*Job*
Update the material below by replacing every "pixel coordinates" with "image coordinates" and leaving everything else unchanged.

*Records for this task*
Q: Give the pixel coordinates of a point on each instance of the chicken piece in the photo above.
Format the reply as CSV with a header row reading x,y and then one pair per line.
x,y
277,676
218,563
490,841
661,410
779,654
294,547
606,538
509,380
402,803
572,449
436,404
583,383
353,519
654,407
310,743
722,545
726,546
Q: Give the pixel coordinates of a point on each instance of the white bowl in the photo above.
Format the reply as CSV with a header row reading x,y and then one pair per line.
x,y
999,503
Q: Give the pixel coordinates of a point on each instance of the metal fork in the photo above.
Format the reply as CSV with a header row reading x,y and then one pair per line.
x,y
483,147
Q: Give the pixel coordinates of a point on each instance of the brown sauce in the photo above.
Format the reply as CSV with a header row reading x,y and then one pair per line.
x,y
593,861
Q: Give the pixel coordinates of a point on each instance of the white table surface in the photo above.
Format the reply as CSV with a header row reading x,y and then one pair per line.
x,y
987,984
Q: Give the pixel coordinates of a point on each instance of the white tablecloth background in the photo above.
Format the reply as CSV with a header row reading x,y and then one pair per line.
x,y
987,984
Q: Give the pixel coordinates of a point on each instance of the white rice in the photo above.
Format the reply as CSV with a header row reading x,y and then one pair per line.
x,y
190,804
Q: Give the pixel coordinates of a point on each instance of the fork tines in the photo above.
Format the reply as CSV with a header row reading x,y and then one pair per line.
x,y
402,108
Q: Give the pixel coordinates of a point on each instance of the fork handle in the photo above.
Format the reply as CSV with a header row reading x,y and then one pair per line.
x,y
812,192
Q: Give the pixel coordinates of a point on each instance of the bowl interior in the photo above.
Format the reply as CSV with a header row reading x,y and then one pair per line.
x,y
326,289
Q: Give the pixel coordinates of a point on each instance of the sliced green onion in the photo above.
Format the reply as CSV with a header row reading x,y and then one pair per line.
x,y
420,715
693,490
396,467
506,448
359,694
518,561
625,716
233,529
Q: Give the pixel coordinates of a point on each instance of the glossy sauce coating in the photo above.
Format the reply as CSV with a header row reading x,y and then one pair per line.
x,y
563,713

*Exercise result*
Q: Give the image coordinates of a point on each instance of the chicken piece in the photo above.
Format the reply as CSV with a header row reading x,y and then one pair per line.
x,y
277,676
218,563
490,841
661,410
779,654
294,547
606,538
509,380
402,803
572,449
436,404
583,383
353,519
654,407
310,743
722,545
726,546
Q: Give the image coordinates of a point on each instance of the white bowl in the photo above.
Format the reply as CSV with a header row reading x,y and then one pair per line.
x,y
999,503
Q: Give the image coordinates of a point on each instance of the metal fork in the photo above.
Format the reply as CSV with a header row reading x,y and then one pair per line.
x,y
483,147
Q: Give the image coordinates of a point on each instance of the brown sauce in the photo above.
Format the reply as CSV with a header row reading x,y and then one pair per line.
x,y
593,861
Q: Give the image coordinates of a point on each instance of the white table surface in the photo above.
Format the reply as CSV with a header row reading x,y and then one pair per line.
x,y
987,984
Q: Give the image coordinates of a point on each instance of the white tablecloth background in the photo above.
Format the reply as CSV with a header row reading x,y and then one pair per line.
x,y
987,984
Q: Give the image coordinates of a point on each instance of the white rice in the photo above.
Format the reply as CSV with a header row reading x,y and then one pair per line.
x,y
190,804
Q: Give the image coordinates of a point on each instance of the fork tines in the photo above.
Format the reply as CSV with a header row reading x,y and then one pair per line.
x,y
402,108
Q: Give the image coordinates of a point on each instance of the fork handle in the photo above.
Format the reply as CSV with a header row reading x,y and then one pair per line.
x,y
812,192
Q: Give the image coordinates of a point on each instance of the bowl interior in the photo above.
Format the reply as CSV with a header row reading x,y and then one pair per line.
x,y
326,289
Q: Give the image coordinates of a point on each instance of the sliced green onion in the photo above.
Format the reply as CSV with a header row reading x,y and then one pair per line.
x,y
420,715
693,490
396,467
506,448
359,694
518,561
625,716
233,529
Q: Give the image coordinates of a point on each instance of the glossy sauce coating in the photo above.
Format the reply as CSV with a header row reading x,y and then one pair per line.
x,y
563,713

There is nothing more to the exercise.